::: Given information

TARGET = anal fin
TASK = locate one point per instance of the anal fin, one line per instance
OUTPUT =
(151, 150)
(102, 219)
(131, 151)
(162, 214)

::::::

Exercise brief>
Reproduce the data above line for line, with no changes.

Exercise response>
TARGET = anal fin
TASK = locate one point per instance of the anal fin, one line per instance
OUTPUT =
(151, 150)
(102, 219)
(131, 151)
(162, 214)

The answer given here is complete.